DATA PROVIDED
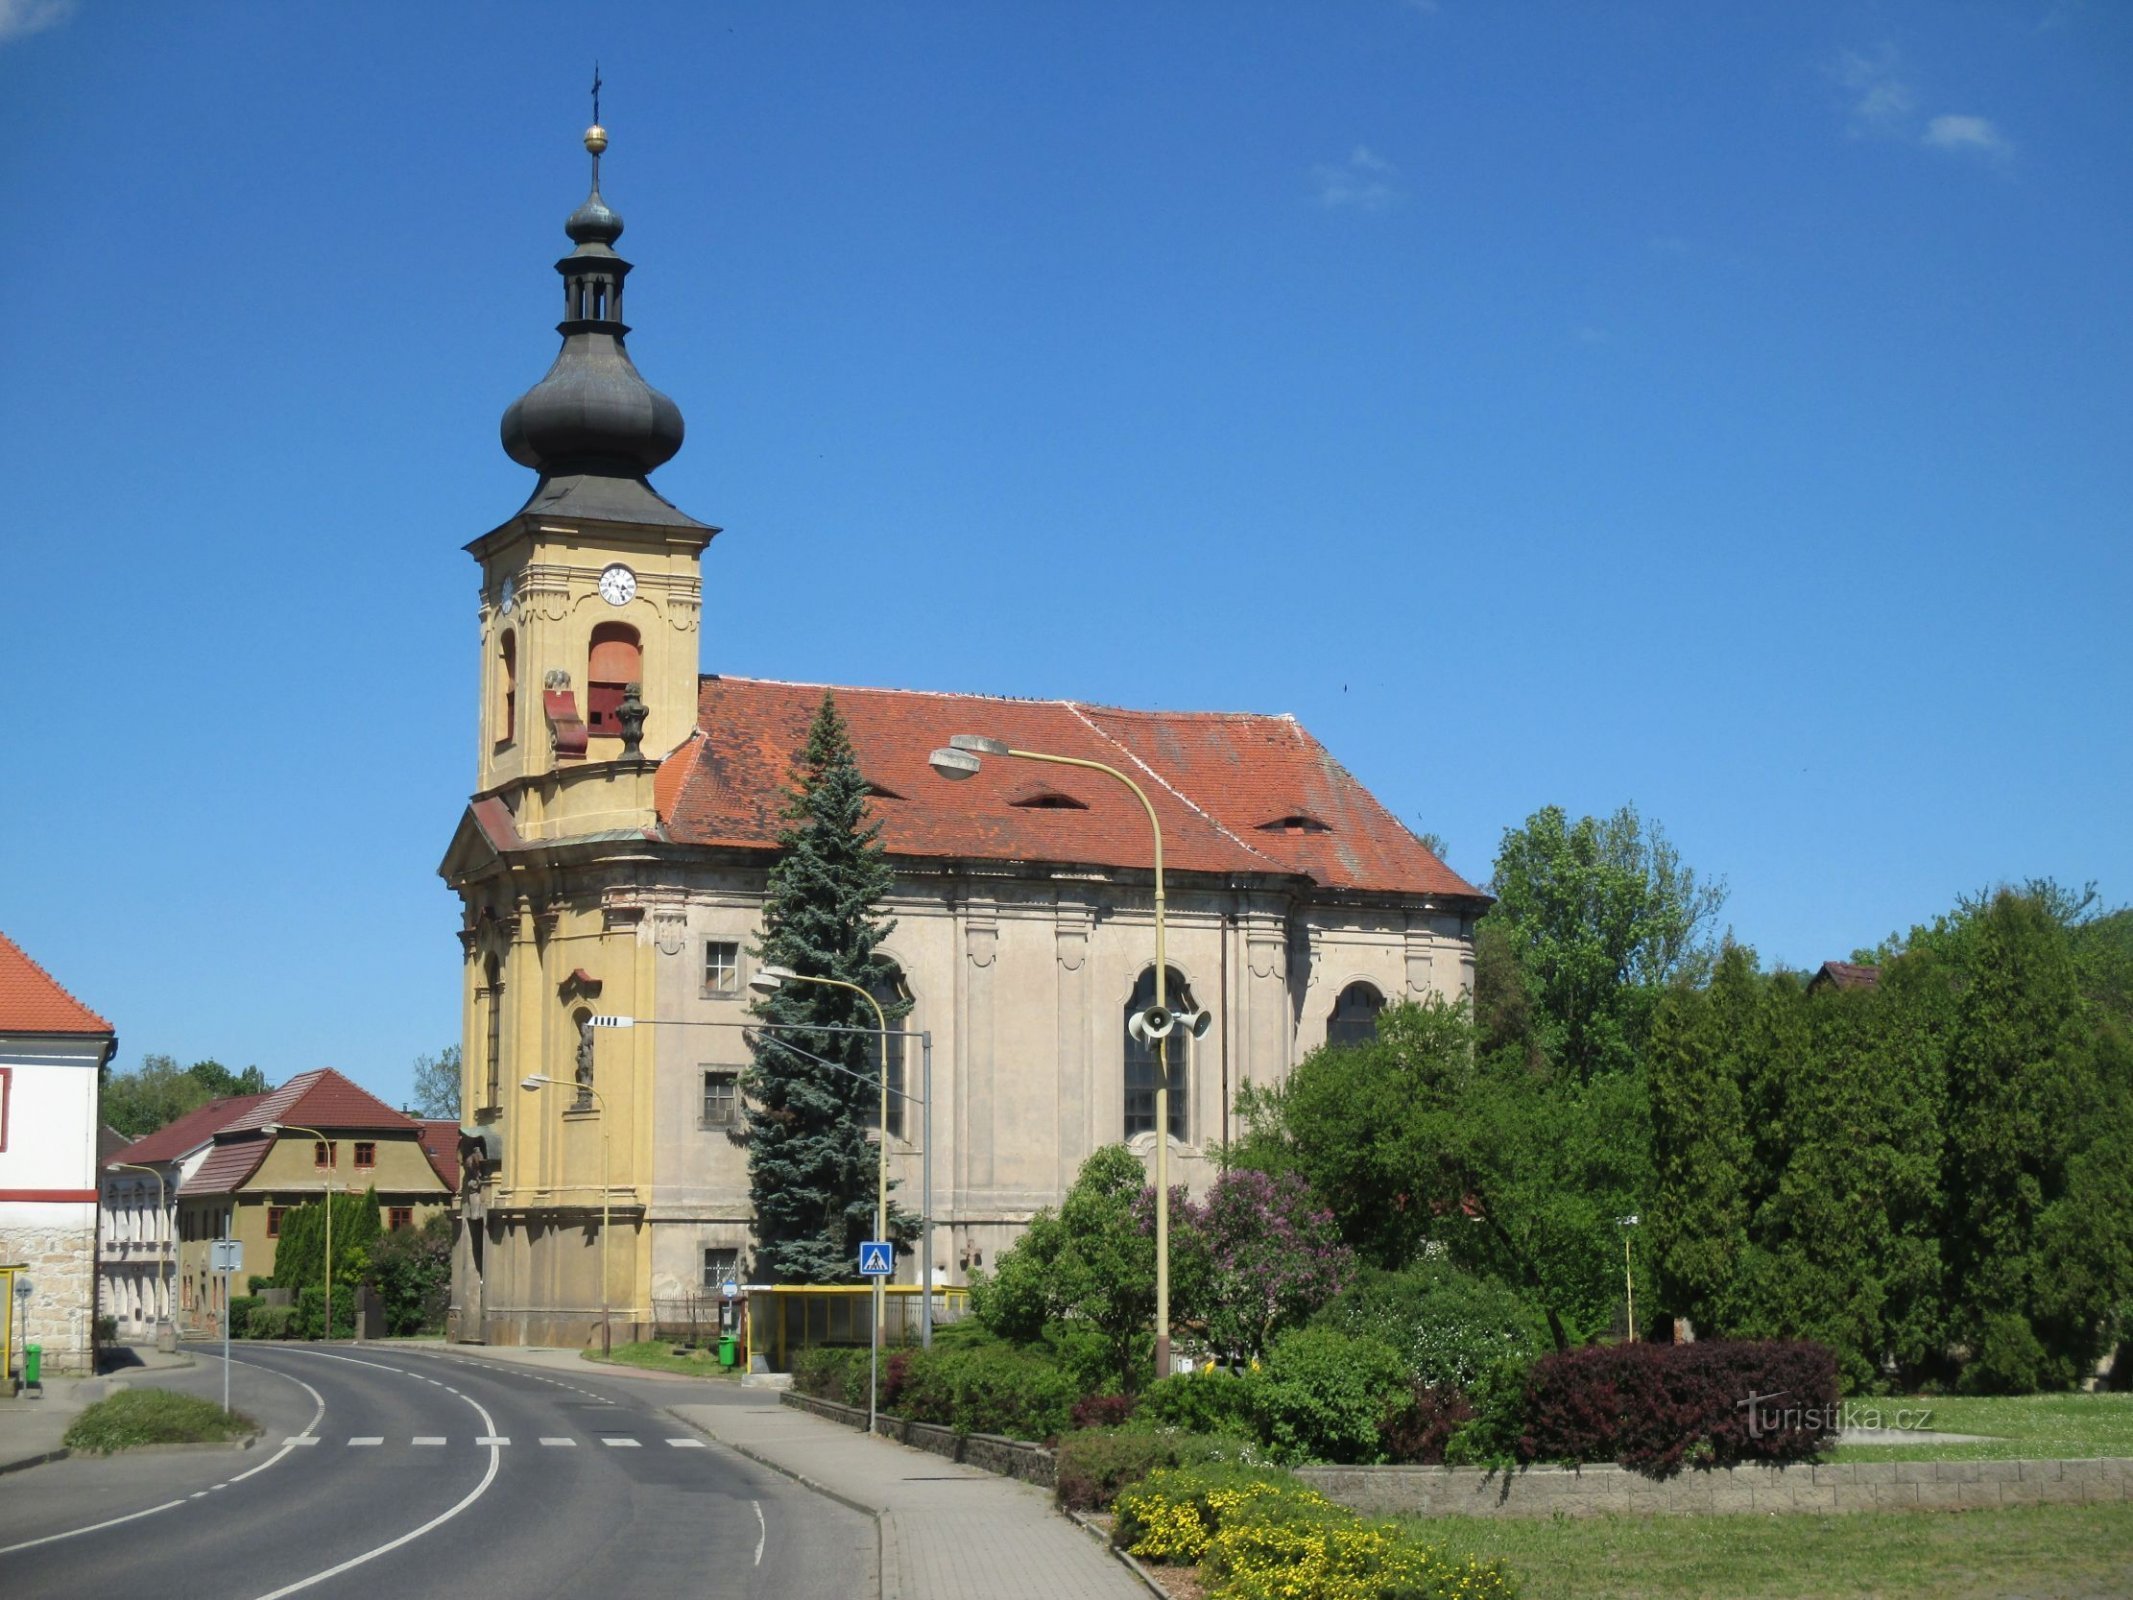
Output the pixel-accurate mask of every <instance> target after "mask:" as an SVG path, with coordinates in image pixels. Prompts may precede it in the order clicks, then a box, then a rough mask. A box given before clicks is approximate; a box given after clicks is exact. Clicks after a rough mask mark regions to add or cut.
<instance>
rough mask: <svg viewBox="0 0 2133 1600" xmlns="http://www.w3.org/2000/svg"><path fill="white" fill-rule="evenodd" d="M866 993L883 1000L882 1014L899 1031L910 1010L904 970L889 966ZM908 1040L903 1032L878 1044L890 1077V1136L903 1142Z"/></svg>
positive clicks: (905, 1101) (867, 990)
mask: <svg viewBox="0 0 2133 1600" xmlns="http://www.w3.org/2000/svg"><path fill="white" fill-rule="evenodd" d="M866 992H868V994H872V996H875V998H877V1001H881V1009H883V1013H885V1015H887V1018H889V1026H892V1028H900V1026H902V1024H900V1018H902V1015H907V1013H909V1011H911V986H909V983H907V981H904V975H902V969H898V966H894V964H892V966H889V969H887V971H885V973H883V975H881V977H877V979H875V981H872V983H868V986H866ZM907 1043H909V1041H907V1039H904V1037H902V1033H892V1035H889V1037H887V1039H881V1041H877V1054H881V1056H883V1060H881V1065H883V1067H885V1069H887V1075H889V1137H896V1139H902V1137H907V1135H904V1107H907V1105H909V1101H907V1099H904V1094H907V1092H909V1084H907V1073H904V1054H907Z"/></svg>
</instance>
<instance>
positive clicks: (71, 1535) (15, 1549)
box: [0, 1357, 326, 1555]
mask: <svg viewBox="0 0 2133 1600" xmlns="http://www.w3.org/2000/svg"><path fill="white" fill-rule="evenodd" d="M232 1363H235V1365H239V1367H258V1370H260V1372H271V1374H273V1376H275V1378H288V1380H290V1382H292V1385H296V1387H299V1389H303V1393H307V1395H309V1397H311V1399H314V1402H318V1410H314V1412H311V1421H309V1423H305V1427H307V1429H311V1427H318V1419H320V1417H324V1414H326V1397H324V1395H322V1393H318V1391H316V1389H314V1387H311V1385H307V1382H305V1380H303V1378H290V1374H286V1372H282V1370H279V1367H262V1365H260V1363H258V1361H237V1359H235V1357H232ZM296 1442H299V1440H288V1442H286V1444H284V1446H282V1449H279V1451H275V1453H273V1455H271V1457H267V1459H264V1461H260V1463H258V1466H256V1468H250V1470H247V1472H239V1474H237V1476H235V1478H230V1483H243V1481H245V1478H250V1476H252V1474H254V1472H264V1470H267V1468H271V1466H275V1461H279V1459H282V1457H284V1455H288V1451H290V1444H296ZM305 1442H309V1444H318V1440H316V1438H311V1440H305ZM215 1487H218V1489H220V1487H222V1485H220V1483H218V1485H215ZM186 1500H198V1495H186V1498H179V1500H164V1502H162V1504H160V1506H149V1508H147V1510H128V1513H126V1515H124V1517H107V1519H105V1521H100V1523H90V1525H87V1527H68V1530H66V1532H64V1534H45V1536H43V1538H26V1540H21V1542H19V1545H0V1555H13V1553H15V1551H34V1549H36V1547H38V1545H58V1542H60V1540H62V1538H79V1536H81V1534H94V1532H98V1530H102V1527H119V1525H122V1523H137V1521H141V1519H143V1517H154V1515H156V1513H158V1510H173V1508H177V1506H183V1504H186Z"/></svg>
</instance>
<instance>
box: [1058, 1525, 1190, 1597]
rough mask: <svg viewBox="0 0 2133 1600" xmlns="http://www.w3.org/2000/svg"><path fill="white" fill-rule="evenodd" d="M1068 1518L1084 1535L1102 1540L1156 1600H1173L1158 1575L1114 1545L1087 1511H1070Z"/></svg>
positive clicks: (1128, 1554)
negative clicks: (1094, 1520)
mask: <svg viewBox="0 0 2133 1600" xmlns="http://www.w3.org/2000/svg"><path fill="white" fill-rule="evenodd" d="M1066 1517H1069V1519H1071V1521H1075V1523H1079V1527H1081V1532H1084V1534H1088V1536H1090V1538H1094V1540H1101V1542H1103V1547H1105V1549H1107V1551H1111V1555H1116V1557H1118V1559H1120V1562H1122V1564H1124V1566H1126V1570H1128V1572H1133V1577H1137V1579H1139V1581H1141V1587H1145V1589H1148V1591H1150V1594H1152V1596H1156V1600H1171V1591H1169V1589H1165V1587H1162V1585H1160V1583H1156V1574H1154V1572H1150V1570H1148V1568H1145V1566H1141V1564H1139V1562H1135V1559H1133V1555H1130V1553H1128V1551H1122V1549H1120V1547H1118V1545H1113V1542H1111V1536H1109V1534H1105V1532H1103V1530H1101V1527H1096V1523H1094V1519H1090V1515H1088V1513H1086V1510H1069V1513H1066Z"/></svg>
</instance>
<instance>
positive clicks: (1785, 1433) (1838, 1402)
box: [1734, 1389, 1932, 1438]
mask: <svg viewBox="0 0 2133 1600" xmlns="http://www.w3.org/2000/svg"><path fill="white" fill-rule="evenodd" d="M1787 1393H1790V1391H1787V1389H1779V1391H1777V1393H1773V1395H1749V1397H1747V1399H1736V1402H1734V1404H1736V1406H1741V1408H1743V1410H1745V1412H1747V1436H1749V1438H1762V1436H1764V1434H1790V1431H1800V1434H1837V1431H1845V1429H1854V1427H1877V1429H1896V1431H1903V1434H1909V1431H1911V1429H1920V1427H1932V1406H1896V1408H1894V1410H1881V1408H1879V1406H1862V1404H1860V1402H1856V1399H1843V1402H1837V1404H1834V1406H1773V1404H1770V1402H1777V1399H1783V1397H1785V1395H1787Z"/></svg>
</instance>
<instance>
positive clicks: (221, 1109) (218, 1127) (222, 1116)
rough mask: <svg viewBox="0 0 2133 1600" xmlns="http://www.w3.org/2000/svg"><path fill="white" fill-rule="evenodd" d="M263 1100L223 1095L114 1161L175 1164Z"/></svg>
mask: <svg viewBox="0 0 2133 1600" xmlns="http://www.w3.org/2000/svg"><path fill="white" fill-rule="evenodd" d="M264 1099H267V1097H264V1094H224V1097H222V1099H218V1101H209V1103H207V1105H203V1107H201V1109H198V1111H186V1116H181V1118H179V1120H177V1122H166V1124H164V1126H160V1129H156V1131H154V1133H149V1135H147V1137H143V1139H134V1141H132V1143H130V1146H126V1148H124V1150H119V1154H117V1161H132V1163H139V1165H151V1163H158V1161H177V1158H179V1156H183V1154H186V1152H188V1150H198V1148H201V1146H203V1143H207V1141H209V1139H213V1137H215V1135H218V1133H222V1129H226V1126H230V1124H232V1122H235V1120H237V1118H241V1116H243V1114H245V1111H250V1109H252V1107H254V1105H258V1103H260V1101H264Z"/></svg>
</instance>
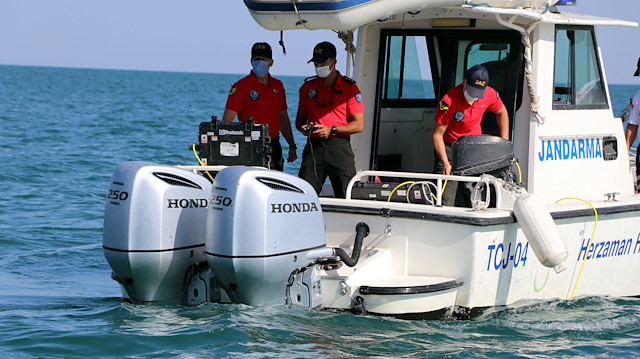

TASK REQUIREMENTS
Keep the pictures out, and write out the rest of the data above word for word.

ANSWER AREA
Output the pixel-accurate mask of every <instance> target after "mask:" as an SVG path, with coordinates in image pixels. Prompts may precede it in the order clicks, then a box, then a rough mask. A box given before clicks is approximate; a box given after clicks is exact. Clicks after a rough mask mark regions to add or cut.
<instance>
rough mask: <svg viewBox="0 0 2133 1600" xmlns="http://www.w3.org/2000/svg"><path fill="white" fill-rule="evenodd" d="M866 993L883 1000L882 1014L899 1031L910 1010L904 970L889 966ZM908 1040L903 1032L878 1044L890 1077V1136L903 1142Z"/></svg>
positive clicks: (905, 1101) (867, 990)
mask: <svg viewBox="0 0 2133 1600" xmlns="http://www.w3.org/2000/svg"><path fill="white" fill-rule="evenodd" d="M866 992H868V994H872V996H875V998H877V1001H881V1009H883V1013H885V1015H887V1018H889V1026H892V1028H900V1026H902V1024H900V1018H902V1015H907V1013H909V1011H911V986H909V983H907V981H904V975H902V969H898V966H894V964H892V966H889V969H887V971H885V973H883V975H881V977H877V979H875V981H872V983H868V986H866ZM907 1043H909V1041H907V1039H904V1037H902V1033H892V1035H889V1037H887V1039H881V1041H877V1054H881V1056H883V1060H881V1065H883V1067H885V1069H887V1075H889V1137H896V1139H902V1137H907V1135H904V1107H907V1105H909V1101H907V1099H904V1094H907V1092H909V1084H907V1073H904V1054H907Z"/></svg>
</instance>
<instance>
positive clicks: (71, 1535) (15, 1549)
box: [0, 1357, 326, 1555]
mask: <svg viewBox="0 0 2133 1600" xmlns="http://www.w3.org/2000/svg"><path fill="white" fill-rule="evenodd" d="M232 1363H235V1365H239V1367H258V1370H260V1372H271V1374H273V1376H275V1378H288V1380H290V1382H292V1385H296V1387H299V1389H303V1393H307V1395H309V1397H311V1399H314V1402H318V1410H314V1412H311V1421H309V1423H305V1427H307V1429H311V1427H318V1419H320V1417H324V1414H326V1397H324V1395H322V1393H318V1391H316V1389H314V1387H311V1385H307V1382H305V1380H303V1378H290V1374H286V1372H282V1370H279V1367H262V1365H260V1363H258V1361H237V1359H235V1357H232ZM296 1442H299V1440H288V1442H286V1444H284V1446H282V1449H279V1451H275V1453H273V1455H271V1457H267V1459H264V1461H260V1463H258V1466H256V1468H250V1470H247V1472H239V1474H237V1476H235V1478H230V1483H243V1481H245V1478H250V1476H252V1474H254V1472H264V1470H267V1468H271V1466H275V1461H279V1459H282V1457H284V1455H288V1451H290V1444H296ZM305 1442H309V1444H318V1440H316V1438H311V1440H305ZM215 1487H218V1489H220V1487H222V1485H220V1483H218V1485H215ZM186 1500H198V1495H186V1498H179V1500H164V1502H162V1504H160V1506H149V1508H147V1510H128V1513H126V1515H124V1517H107V1519H105V1521H100V1523H90V1525H87V1527H68V1530H66V1532H64V1534H45V1536H43V1538H26V1540H21V1542H19V1545H0V1555H13V1553H15V1551H34V1549H36V1547H38V1545H58V1542H60V1540H62V1538H79V1536H81V1534H94V1532H98V1530H102V1527H119V1525H122V1523H137V1521H141V1519H143V1517H154V1515H156V1513H158V1510H173V1508H177V1506H183V1504H186Z"/></svg>
</instance>
<instance>
box: [1058, 1525, 1190, 1597]
rough mask: <svg viewBox="0 0 2133 1600" xmlns="http://www.w3.org/2000/svg"><path fill="white" fill-rule="evenodd" d="M1068 1518L1084 1535L1102 1540L1156 1600H1173L1158 1575L1114 1545L1087 1511H1070Z"/></svg>
positive clicks: (1128, 1554)
negative clicks: (1094, 1520)
mask: <svg viewBox="0 0 2133 1600" xmlns="http://www.w3.org/2000/svg"><path fill="white" fill-rule="evenodd" d="M1066 1517H1069V1519H1071V1521H1075V1523H1079V1527H1081V1532H1084V1534H1088V1536H1090V1538H1094V1540H1101V1542H1103V1547H1105V1549H1107V1551H1111V1555H1116V1557H1118V1559H1120V1562H1122V1564H1124V1566H1126V1570H1128V1572H1133V1577H1137V1579H1139V1581H1141V1587H1145V1589H1148V1591H1150V1594H1152V1596H1156V1600H1171V1591H1169V1589H1165V1587H1162V1585H1160V1583H1156V1574H1154V1572H1150V1570H1148V1568H1145V1566H1141V1564H1139V1562H1135V1559H1133V1555H1130V1553H1128V1551H1122V1549H1120V1547H1118V1545H1113V1542H1111V1536H1109V1534H1105V1532H1103V1530H1101V1527H1096V1523H1094V1519H1090V1515H1088V1513H1086V1510H1069V1513H1066Z"/></svg>
</instance>
<instance>
positive clicks: (1785, 1433) (1838, 1402)
box: [1734, 1389, 1932, 1438]
mask: <svg viewBox="0 0 2133 1600" xmlns="http://www.w3.org/2000/svg"><path fill="white" fill-rule="evenodd" d="M1787 1393H1790V1391H1787V1389H1779V1391H1777V1393H1773V1395H1749V1397H1747V1399H1736V1402H1734V1404H1736V1406H1741V1408H1743V1410H1745V1412H1747V1436H1749V1438H1762V1436H1764V1434H1790V1431H1800V1434H1837V1431H1845V1429H1854V1427H1877V1429H1896V1431H1903V1434H1909V1431H1911V1429H1920V1427H1932V1406H1896V1408H1894V1410H1881V1408H1879V1406H1862V1404H1860V1402H1856V1399H1843V1402H1837V1404H1834V1406H1773V1404H1770V1402H1777V1399H1783V1397H1785V1395H1787Z"/></svg>
</instance>
<instance>
positive clicks: (221, 1109) (218, 1127) (222, 1116)
rough mask: <svg viewBox="0 0 2133 1600" xmlns="http://www.w3.org/2000/svg"><path fill="white" fill-rule="evenodd" d="M263 1100L223 1095L114 1161L175 1164Z"/></svg>
mask: <svg viewBox="0 0 2133 1600" xmlns="http://www.w3.org/2000/svg"><path fill="white" fill-rule="evenodd" d="M264 1099H267V1097H264V1094H224V1097H222V1099H218V1101H209V1103H207V1105H203V1107H201V1109H198V1111H186V1116H181V1118H179V1120H177V1122H166V1124H164V1126H160V1129H156V1131H154V1133H149V1135H147V1137H143V1139H134V1141H132V1143H130V1146H126V1148H124V1150H119V1154H117V1161H132V1163H139V1165H151V1163H158V1161H177V1158H179V1156H183V1154H186V1152H188V1150H198V1148H201V1146H203V1143H207V1141H209V1139H213V1137H215V1135H218V1133H222V1129H226V1126H230V1124H232V1122H235V1120H237V1118H241V1116H243V1114H245V1111H250V1109H252V1107H254V1105H258V1103H260V1101H264Z"/></svg>
</instance>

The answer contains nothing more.